**Problem to solve:**
Print the line that contains "Place a marker on every instance of the red heart" and every line after it through the last line of the records below, exactly as written and nothing else.

(Point placement records)
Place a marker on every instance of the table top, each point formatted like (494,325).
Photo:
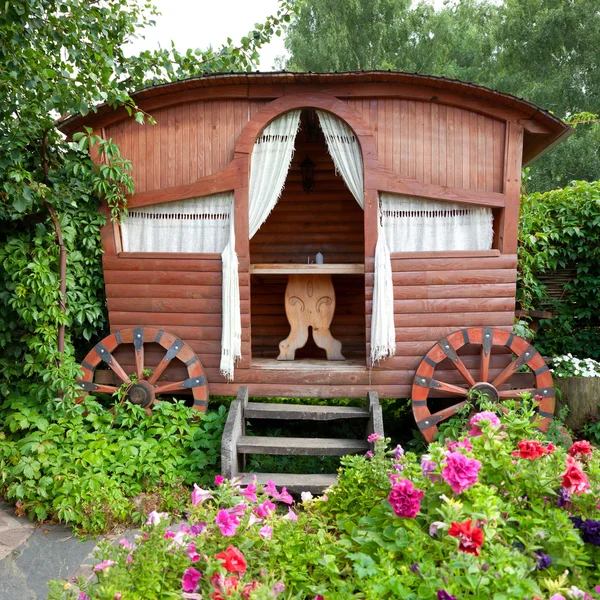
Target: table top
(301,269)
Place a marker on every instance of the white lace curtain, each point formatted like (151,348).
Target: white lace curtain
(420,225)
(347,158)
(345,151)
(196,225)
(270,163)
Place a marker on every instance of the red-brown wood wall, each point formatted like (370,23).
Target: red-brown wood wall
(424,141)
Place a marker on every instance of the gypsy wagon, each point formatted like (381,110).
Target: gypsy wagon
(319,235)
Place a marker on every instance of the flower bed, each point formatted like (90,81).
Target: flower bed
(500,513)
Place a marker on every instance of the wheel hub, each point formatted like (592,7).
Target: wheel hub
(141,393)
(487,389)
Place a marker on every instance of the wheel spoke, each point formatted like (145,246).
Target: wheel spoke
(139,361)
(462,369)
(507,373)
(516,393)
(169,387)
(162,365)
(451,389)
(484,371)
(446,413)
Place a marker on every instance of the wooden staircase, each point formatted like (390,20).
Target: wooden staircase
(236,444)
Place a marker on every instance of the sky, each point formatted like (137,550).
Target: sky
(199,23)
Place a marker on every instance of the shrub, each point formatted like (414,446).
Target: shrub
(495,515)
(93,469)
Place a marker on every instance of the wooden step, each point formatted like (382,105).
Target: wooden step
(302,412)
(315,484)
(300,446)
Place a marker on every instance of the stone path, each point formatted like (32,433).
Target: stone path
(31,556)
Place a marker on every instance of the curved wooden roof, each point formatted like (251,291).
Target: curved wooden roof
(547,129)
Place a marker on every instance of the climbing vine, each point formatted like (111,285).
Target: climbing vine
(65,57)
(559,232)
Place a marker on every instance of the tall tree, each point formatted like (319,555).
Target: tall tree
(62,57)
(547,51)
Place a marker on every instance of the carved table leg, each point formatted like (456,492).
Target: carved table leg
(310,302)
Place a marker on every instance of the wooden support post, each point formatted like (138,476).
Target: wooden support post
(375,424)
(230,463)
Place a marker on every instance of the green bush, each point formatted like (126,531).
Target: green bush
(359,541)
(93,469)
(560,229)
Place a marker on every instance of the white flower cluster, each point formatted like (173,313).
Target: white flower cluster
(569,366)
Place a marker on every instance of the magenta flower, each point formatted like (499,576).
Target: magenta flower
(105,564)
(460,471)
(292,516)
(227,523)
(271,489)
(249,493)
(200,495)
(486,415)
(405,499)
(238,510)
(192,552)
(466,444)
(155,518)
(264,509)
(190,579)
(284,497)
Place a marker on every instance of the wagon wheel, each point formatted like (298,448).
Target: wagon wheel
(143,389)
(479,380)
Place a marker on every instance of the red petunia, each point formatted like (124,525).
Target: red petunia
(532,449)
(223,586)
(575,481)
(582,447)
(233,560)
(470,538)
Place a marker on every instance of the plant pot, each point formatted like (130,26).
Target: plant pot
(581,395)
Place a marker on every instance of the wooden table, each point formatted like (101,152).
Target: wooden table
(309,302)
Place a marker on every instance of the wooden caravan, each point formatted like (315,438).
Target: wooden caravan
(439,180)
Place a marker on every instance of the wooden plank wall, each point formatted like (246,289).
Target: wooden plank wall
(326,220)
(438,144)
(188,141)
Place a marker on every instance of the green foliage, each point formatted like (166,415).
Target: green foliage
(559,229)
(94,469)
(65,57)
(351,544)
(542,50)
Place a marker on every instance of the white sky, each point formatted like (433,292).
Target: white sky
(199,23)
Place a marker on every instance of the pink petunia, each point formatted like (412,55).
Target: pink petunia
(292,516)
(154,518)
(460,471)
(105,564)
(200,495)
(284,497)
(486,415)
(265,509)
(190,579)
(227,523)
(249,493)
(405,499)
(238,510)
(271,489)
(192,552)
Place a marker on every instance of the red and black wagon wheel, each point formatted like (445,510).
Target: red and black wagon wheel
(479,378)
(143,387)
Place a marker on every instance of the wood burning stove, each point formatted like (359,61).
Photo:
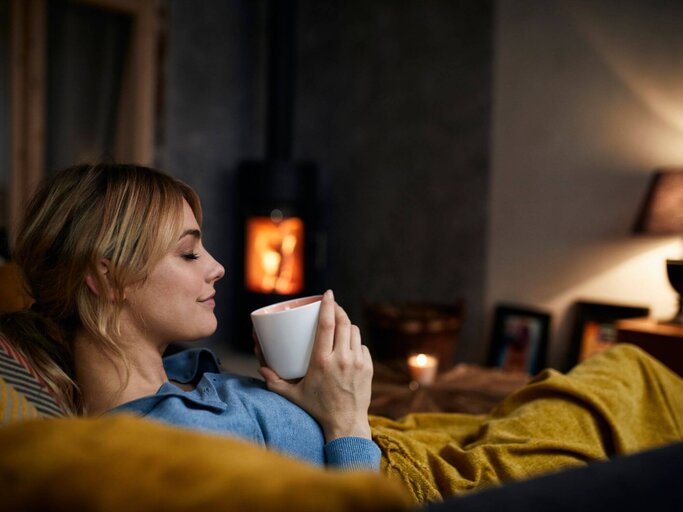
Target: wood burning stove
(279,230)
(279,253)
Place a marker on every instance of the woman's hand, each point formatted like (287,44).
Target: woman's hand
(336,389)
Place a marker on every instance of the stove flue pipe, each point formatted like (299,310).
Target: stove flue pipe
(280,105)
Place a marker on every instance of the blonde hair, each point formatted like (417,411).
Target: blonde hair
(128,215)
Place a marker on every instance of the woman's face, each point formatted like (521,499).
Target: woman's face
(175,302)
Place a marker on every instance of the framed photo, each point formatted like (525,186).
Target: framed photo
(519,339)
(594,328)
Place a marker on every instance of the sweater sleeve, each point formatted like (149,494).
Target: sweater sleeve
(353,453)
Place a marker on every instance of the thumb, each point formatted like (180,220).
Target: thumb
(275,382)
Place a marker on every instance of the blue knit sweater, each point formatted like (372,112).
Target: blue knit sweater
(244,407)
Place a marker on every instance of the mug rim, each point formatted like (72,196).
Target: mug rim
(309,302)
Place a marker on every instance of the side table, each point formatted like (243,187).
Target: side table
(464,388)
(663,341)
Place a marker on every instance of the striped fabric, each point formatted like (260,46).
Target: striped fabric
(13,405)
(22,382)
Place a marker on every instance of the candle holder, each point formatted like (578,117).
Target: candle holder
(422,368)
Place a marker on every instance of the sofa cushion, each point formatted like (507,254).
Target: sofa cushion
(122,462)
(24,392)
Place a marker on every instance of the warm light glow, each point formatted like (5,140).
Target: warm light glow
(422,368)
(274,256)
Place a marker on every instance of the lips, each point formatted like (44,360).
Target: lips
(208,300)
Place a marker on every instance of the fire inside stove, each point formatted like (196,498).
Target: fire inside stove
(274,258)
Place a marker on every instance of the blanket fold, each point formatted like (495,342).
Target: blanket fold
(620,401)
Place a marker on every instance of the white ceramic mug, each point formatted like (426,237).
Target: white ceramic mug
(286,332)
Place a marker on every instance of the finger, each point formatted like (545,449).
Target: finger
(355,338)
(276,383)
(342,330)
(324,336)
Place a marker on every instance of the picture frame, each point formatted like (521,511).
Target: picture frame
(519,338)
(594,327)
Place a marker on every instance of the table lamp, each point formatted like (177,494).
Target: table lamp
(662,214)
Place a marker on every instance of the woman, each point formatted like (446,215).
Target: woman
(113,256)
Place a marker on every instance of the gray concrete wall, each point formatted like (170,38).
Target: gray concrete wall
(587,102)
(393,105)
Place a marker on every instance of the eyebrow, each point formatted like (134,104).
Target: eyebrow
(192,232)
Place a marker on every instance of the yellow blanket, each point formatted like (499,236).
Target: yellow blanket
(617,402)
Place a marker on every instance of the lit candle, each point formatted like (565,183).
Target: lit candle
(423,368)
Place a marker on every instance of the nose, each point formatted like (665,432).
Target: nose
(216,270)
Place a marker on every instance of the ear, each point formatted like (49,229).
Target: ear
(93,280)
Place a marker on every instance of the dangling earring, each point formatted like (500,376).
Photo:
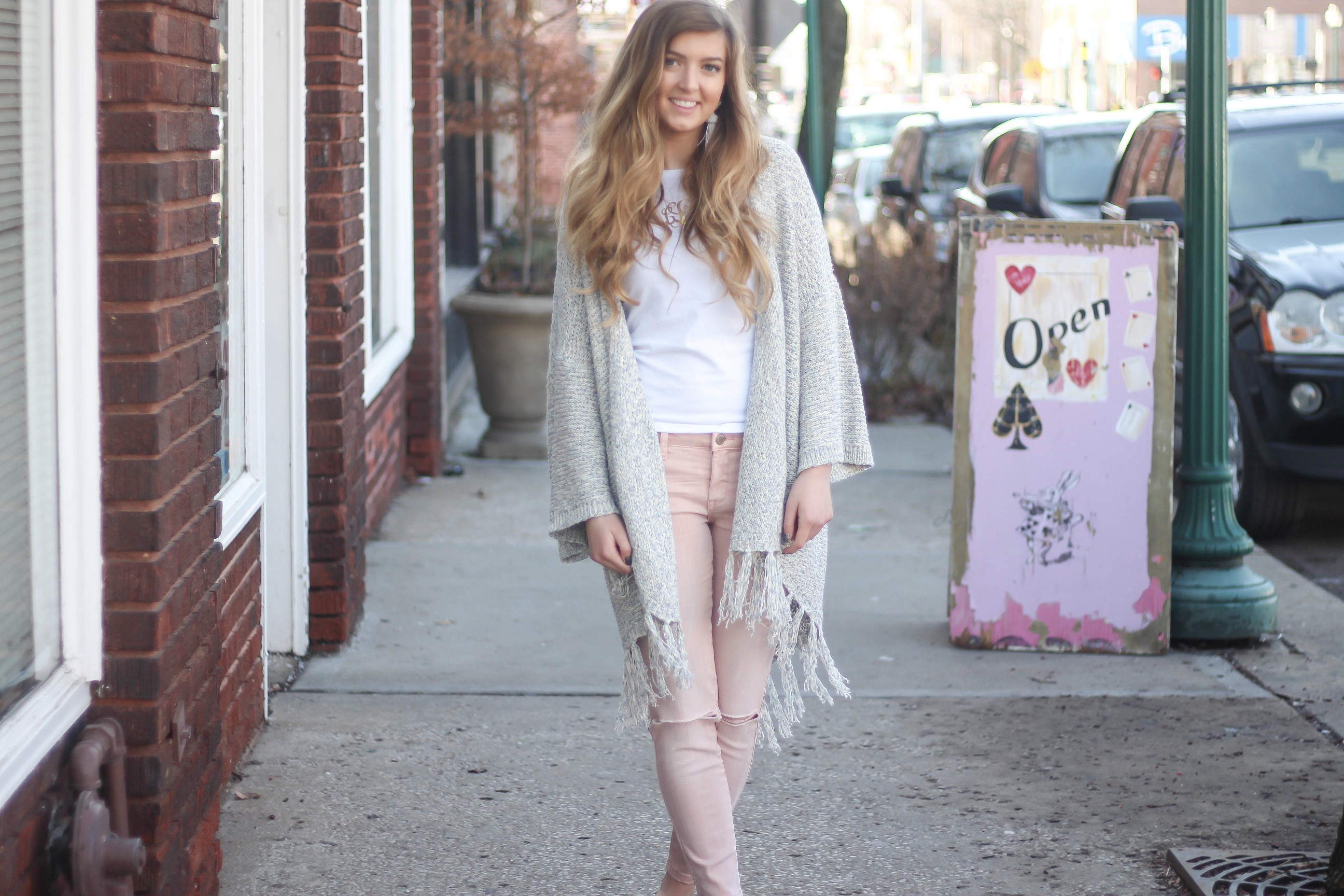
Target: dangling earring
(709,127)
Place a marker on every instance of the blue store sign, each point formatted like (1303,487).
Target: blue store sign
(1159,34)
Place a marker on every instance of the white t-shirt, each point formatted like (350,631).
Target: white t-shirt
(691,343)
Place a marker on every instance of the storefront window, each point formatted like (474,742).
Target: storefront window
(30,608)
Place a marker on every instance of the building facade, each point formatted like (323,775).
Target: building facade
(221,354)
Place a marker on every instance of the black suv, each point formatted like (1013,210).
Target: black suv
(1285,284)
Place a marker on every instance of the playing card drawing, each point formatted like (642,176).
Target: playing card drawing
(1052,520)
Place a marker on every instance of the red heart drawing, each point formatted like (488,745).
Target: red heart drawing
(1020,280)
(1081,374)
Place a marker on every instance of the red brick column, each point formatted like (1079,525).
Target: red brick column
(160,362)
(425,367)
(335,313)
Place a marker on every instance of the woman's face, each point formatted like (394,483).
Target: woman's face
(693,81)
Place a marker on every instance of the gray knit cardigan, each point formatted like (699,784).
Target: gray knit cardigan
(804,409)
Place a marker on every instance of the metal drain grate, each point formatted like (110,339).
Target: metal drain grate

**Full output:**
Place a marker on every instance of the red heart drawing, each point formatted like (488,745).
Target: red heart drawing
(1020,280)
(1081,374)
Place a marker on every instance of the red brick column, each point formatted like (1079,525).
Target: red brick column
(160,362)
(425,367)
(335,313)
Place a marker on every instance of the woman's face, each point formatted like (394,483).
Target: woman's face
(693,81)
Place a marker on every instance of the gray knit cardigan, each point formatted like (699,784).
Target: gray knit cardigan
(804,409)
Place a marker on every instance of the metal drain grate, each point formatted like (110,339).
Target: metal drain grate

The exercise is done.